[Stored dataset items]
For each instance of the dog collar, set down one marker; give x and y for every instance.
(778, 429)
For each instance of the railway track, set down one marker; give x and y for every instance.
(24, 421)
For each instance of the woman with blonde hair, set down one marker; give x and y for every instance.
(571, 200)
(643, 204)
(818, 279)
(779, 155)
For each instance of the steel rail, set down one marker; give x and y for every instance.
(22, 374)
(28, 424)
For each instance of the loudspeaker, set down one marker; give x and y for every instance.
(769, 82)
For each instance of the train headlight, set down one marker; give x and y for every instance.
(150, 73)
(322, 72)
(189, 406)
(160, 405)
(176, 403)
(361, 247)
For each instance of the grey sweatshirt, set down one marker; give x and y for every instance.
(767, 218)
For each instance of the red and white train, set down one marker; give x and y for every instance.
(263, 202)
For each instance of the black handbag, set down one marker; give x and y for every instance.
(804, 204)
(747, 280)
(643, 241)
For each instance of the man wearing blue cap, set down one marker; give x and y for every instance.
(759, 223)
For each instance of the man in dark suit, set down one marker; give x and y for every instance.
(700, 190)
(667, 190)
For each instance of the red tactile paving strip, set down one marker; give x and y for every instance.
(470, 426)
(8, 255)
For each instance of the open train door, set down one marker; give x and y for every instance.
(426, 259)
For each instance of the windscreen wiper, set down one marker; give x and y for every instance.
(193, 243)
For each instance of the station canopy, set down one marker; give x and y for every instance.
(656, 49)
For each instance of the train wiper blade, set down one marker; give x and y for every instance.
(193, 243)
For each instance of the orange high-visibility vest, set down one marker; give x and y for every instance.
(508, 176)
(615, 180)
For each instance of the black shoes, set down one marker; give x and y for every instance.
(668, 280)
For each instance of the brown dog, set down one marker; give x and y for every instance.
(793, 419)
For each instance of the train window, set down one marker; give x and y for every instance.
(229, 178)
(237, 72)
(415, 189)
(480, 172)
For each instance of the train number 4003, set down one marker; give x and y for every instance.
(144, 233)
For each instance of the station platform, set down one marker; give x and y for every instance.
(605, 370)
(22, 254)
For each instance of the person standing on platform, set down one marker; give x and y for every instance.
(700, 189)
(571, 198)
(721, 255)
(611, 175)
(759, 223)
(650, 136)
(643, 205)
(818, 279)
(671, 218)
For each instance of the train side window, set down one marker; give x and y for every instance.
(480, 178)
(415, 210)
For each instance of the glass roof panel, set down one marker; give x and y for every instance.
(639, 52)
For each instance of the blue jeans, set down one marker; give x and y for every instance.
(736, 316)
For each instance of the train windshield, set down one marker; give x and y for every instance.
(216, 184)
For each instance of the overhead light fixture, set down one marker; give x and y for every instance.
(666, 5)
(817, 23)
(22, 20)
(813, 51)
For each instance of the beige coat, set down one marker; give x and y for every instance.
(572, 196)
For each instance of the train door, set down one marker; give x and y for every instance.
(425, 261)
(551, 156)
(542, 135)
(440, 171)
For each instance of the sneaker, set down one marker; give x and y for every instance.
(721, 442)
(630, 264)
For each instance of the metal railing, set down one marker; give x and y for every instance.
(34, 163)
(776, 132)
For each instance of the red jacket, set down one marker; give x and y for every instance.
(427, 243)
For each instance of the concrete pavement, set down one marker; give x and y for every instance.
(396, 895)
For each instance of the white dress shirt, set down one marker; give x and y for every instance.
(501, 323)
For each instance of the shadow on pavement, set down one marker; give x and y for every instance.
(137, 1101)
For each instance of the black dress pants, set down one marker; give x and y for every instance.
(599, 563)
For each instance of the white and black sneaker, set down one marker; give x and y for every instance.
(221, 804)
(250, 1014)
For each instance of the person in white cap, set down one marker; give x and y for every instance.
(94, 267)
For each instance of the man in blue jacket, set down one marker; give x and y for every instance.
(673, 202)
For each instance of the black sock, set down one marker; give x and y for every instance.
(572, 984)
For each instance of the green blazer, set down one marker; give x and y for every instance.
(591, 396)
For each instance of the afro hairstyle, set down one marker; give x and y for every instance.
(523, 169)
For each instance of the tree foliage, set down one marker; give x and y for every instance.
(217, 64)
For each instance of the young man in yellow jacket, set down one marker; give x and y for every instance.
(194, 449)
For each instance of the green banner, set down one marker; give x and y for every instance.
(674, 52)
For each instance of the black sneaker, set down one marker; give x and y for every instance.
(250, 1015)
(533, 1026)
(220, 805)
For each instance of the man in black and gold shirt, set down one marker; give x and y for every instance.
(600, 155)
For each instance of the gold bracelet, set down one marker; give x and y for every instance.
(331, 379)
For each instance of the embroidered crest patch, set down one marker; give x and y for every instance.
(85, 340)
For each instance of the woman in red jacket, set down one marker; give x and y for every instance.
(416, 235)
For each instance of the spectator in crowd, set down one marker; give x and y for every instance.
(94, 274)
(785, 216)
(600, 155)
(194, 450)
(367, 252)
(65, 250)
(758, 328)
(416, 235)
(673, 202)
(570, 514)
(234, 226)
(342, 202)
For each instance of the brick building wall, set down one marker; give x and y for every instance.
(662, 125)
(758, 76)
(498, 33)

* [WORK INSTRUCTION]
The data given above must be transcribed exactly and completely.

* [ANSWER TO THIS TASK]
For each instance of the dog collar, set down one marker; give x and y for every instance.
(778, 429)
For each instance of the railway track, set down one marker; give x and y for every instance.
(24, 421)
For each instance of the woman with blonde hair, set down one marker; give x and y for every instance.
(571, 200)
(643, 204)
(818, 279)
(779, 155)
For each instance of the steel rail, set down one marker; give x and y for every instance.
(22, 374)
(28, 424)
For each instance of the loudspeaker, set down one marker; give x and y for every instance.
(769, 82)
For each instance of the train headlight, set down one marker; give x and y for every instance.
(150, 73)
(322, 72)
(189, 406)
(160, 405)
(176, 403)
(361, 247)
For each instance of the grey sweatshirt, set down one marker; give x and y for every instance.
(767, 218)
For each instance of the red and white train, set down one marker; give x and y for every instance.
(263, 202)
For each instance of the black handbag, set down one marker; give x and y for every instance.
(804, 204)
(747, 280)
(643, 241)
For each instance of the man wearing blue cap, set down one marker; give x and y for every instance.
(759, 223)
For each instance of the man in dark suit, set down one marker; give x and y for every instance.
(700, 190)
(667, 190)
For each instance of the red tactile paving strip, set down one marker; give x and y for every instance.
(470, 426)
(8, 255)
For each instance of the open train door, set down one marker; give x and y for every instance.
(426, 259)
For each instance of the windscreen wiper, set down one marker; give x and y for every instance.
(193, 243)
For each instance of the station canopy, set down one marker; give x and y for every instance.
(656, 49)
For each instance of the train wiper blade, set down one marker; give x and y for every instance.
(193, 243)
For each instance of the orange high-visibility vest, set down one marker; give x and y for every instance.
(508, 176)
(615, 180)
For each instance of the black shoes, set down one marker; give x and y for every instance.
(668, 280)
For each instance of the brown dog, set down one marker; give x and y for every instance.
(793, 419)
For each instance of the train window, set down one marker; give x and y for every instance.
(229, 178)
(237, 72)
(415, 189)
(480, 172)
For each instance of the train number 4003, set down one marker; give x and y for every instance.
(144, 233)
For each instance of the station platform, set down one marker; give x and y for every instance.
(605, 370)
(22, 254)
For each instance of the person standing on platform, set down one marker; give x and y for every instance.
(700, 189)
(571, 198)
(721, 255)
(611, 175)
(759, 223)
(650, 136)
(643, 205)
(818, 279)
(671, 218)
For each instance of the train side window, set down one marker; give x and y for every instance.
(480, 178)
(415, 210)
For each instance of the glass roof panel, set down one marker; give x and y for every instance.
(639, 52)
For each instance of the blue jeans, set down one marker; give x and y for every instance.
(736, 316)
For each instance of the train windshield, set down one marker; give x and y for every instance.
(216, 184)
For each instance of the overhead light fixture, set down one marker; give x and y for every instance.
(666, 5)
(817, 23)
(22, 20)
(813, 51)
For each instance of the beige coat, set down one marker; give x and y for every instance.
(572, 196)
For each instance of the train door, set down one marker; give x and y for every instance.
(425, 261)
(551, 156)
(542, 135)
(440, 171)
For each instance of the sneaker, set down one marker; give x and y for every instance.
(721, 442)
(630, 264)
For each instance of the metal railing, set down one marker; give x and y for every instance.
(34, 163)
(776, 132)
For each instance of the red jacket, set down one marker; give x and y for every instance.
(427, 243)
For each instance of the concrete pavement, set down one marker; give x and y for every instance.
(396, 895)
For each instance of the white dress shirt, set down one marker; give x and y for every instance.
(501, 323)
For each instance of the shadow on pavement, set down one marker; give x and y for every instance.
(137, 1101)
For each instance of the black dress pants, set down one marker; give x and y for every instance.
(599, 563)
For each instance of the white and black sneaker, set down one marker; give x and y for every instance.
(221, 804)
(250, 1014)
For each instance of the person in white cap, set down one marker; give x and y for every instance.
(94, 267)
For each instance of the man in blue jacket, set down one marker; give x and y for every instance.
(673, 202)
For each instance of the black sock, set down one marker; give x and y for every instance.
(572, 984)
For each instance of the green blazer, set down one marker; give x and y for every instance.
(591, 396)
For each instance of the afro hairstyle, set down one marker; give x and y for every instance.
(523, 169)
For each instance of the tree foliage, set down one marker; give x and y for every instance.
(217, 64)
For each instance of the young man in yellow jacket, set down one marker; give x and y for every instance.
(194, 449)
For each instance of the green banner, set down one marker; give x and y for every instance.
(674, 52)
For each instance of the black sneaker, set down one marker; give x and y for every instance.
(250, 1015)
(533, 1026)
(220, 805)
For each instance of the man in black and gold shirt, set down one marker; give x and y for every instance.
(600, 155)
For each instance of the gold bracelet, set down one marker; give x and y for every instance.
(331, 379)
For each instance of the embroidered crest patch, set down one marker; give x and y for every instance.
(85, 340)
For each instance of the woman in red jacket, set down one marker; give x and y for every instance.
(416, 235)
For each instance of the spectator in crowd, set down one marker; give x and y for every instance.
(94, 274)
(785, 216)
(600, 155)
(194, 450)
(367, 252)
(65, 250)
(758, 328)
(416, 235)
(673, 202)
(570, 514)
(234, 226)
(342, 202)
For each instance of the brick building wall, set down one marker; give x and y for every instance.
(662, 125)
(758, 76)
(498, 33)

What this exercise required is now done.